▶ _Requirement_
Find the line in the data below that contains "Labeling rule: each instance of the round jute". Return that line and all the lines after it, unchanged.
↓↓↓
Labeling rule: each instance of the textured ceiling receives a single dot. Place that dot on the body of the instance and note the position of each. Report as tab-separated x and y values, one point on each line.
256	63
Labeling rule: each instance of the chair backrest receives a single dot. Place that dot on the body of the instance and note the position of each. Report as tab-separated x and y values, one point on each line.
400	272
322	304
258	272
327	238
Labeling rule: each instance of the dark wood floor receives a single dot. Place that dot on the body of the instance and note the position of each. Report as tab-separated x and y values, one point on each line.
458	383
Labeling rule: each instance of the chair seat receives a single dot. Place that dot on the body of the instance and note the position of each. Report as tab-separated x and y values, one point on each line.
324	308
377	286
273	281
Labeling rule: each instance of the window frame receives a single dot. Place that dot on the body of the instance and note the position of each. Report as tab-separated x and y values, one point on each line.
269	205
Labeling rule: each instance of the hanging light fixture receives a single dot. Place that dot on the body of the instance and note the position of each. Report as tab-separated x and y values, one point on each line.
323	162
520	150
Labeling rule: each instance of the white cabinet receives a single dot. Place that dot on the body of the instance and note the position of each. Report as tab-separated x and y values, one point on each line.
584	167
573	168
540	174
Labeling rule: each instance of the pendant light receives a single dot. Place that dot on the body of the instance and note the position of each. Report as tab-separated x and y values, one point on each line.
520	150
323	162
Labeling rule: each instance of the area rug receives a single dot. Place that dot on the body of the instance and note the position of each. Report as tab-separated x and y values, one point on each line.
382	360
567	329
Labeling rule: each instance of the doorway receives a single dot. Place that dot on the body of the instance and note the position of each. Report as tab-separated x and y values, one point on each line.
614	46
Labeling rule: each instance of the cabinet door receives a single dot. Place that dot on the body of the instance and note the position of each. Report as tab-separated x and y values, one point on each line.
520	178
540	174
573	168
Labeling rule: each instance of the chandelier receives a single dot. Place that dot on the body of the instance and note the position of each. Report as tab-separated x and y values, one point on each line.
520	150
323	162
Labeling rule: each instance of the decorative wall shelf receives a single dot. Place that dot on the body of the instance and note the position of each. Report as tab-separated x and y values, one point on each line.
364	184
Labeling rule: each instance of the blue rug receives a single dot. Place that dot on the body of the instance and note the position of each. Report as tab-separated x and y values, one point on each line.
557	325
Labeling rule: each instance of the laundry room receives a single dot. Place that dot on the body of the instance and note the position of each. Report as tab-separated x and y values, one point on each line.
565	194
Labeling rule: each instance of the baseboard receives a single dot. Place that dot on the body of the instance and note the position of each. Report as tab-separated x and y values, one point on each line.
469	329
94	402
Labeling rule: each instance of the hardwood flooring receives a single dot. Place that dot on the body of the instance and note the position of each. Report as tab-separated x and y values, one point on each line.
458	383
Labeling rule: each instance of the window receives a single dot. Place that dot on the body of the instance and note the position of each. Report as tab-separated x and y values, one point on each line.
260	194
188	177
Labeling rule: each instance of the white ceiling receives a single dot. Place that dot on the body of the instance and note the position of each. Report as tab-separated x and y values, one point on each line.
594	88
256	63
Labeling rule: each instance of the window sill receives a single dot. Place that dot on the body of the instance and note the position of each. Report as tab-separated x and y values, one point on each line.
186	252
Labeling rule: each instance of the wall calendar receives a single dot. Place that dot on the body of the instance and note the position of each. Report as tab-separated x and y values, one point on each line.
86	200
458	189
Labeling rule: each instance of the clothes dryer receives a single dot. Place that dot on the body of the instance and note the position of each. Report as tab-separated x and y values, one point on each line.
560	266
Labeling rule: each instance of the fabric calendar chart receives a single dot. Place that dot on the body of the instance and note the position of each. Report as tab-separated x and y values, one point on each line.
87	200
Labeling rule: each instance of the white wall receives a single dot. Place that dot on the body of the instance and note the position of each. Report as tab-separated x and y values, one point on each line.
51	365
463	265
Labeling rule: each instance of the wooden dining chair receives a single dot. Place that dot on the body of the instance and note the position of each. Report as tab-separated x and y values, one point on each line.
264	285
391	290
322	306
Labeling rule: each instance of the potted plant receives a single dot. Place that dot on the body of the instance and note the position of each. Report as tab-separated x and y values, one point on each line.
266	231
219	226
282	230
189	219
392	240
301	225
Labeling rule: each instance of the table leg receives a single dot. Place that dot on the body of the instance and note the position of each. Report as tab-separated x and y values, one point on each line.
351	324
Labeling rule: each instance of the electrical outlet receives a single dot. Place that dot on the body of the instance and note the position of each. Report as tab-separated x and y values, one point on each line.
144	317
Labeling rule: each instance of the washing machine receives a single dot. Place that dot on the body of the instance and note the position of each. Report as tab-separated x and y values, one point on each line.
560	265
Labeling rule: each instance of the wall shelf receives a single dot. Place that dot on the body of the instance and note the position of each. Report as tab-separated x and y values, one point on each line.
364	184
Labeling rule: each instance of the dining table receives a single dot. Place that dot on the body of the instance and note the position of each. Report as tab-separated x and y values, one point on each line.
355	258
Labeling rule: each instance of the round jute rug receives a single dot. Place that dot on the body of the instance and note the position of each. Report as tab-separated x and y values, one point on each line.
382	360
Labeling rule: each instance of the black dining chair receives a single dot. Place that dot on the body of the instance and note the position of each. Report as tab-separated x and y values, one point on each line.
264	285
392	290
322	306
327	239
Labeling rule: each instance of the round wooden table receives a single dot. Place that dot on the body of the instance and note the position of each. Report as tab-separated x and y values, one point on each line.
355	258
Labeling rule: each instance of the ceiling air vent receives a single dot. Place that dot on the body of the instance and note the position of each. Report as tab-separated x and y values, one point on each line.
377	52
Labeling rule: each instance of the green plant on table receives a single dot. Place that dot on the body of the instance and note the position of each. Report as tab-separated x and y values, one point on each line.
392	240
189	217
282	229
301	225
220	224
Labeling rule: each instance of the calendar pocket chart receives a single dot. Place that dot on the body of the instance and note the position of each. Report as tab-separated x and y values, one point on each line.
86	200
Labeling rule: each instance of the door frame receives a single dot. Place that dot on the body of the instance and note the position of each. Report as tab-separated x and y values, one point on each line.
↑↑↑
▶ _Solution for this task_
Labeling rule: each instance of the round jute rug receives a single dot. Place that dot on the body of the instance and note the position of each. Report as tab-separated x and y values, one point on each line.
382	360
Labeling rule: each instance of the black dining chair receives a single dot. Place that dot on the body of the instance and note the position of each. Report as tab-separated x and y values, one point on each line.
264	285
392	290
322	306
327	239
Labeling rule: each instance of the round wooden table receives a single dot. Place that dot on the body of the instance and note the position of each. Report as tab-separated x and y values, one point on each line.
355	258
Labeling rule: each instance of the ceiling air vent receives a single dot. Place that dot on the body of the instance and note the position of each. Report as tab-separated x and y values, one point on each line.
377	52
Labeling rule: each instance of the green plant on table receives a single dot. Place that dot on the body of the instance and note the position of each. Report as tab-separated x and y values, one point on each line.
392	240
189	217
282	229
301	225
220	224
Labeling rule: each instance of the calendar pocket chart receives a single dot. Place that dot on the body of the instance and note the position of each. Report as tab-separated x and y values, one point on each line.
86	200
Labeling rule: each instance of the door frame receives a single dot. Place that dot on the body of the instance and note the position of each. Report as tab-separated x and y values, one point on each line.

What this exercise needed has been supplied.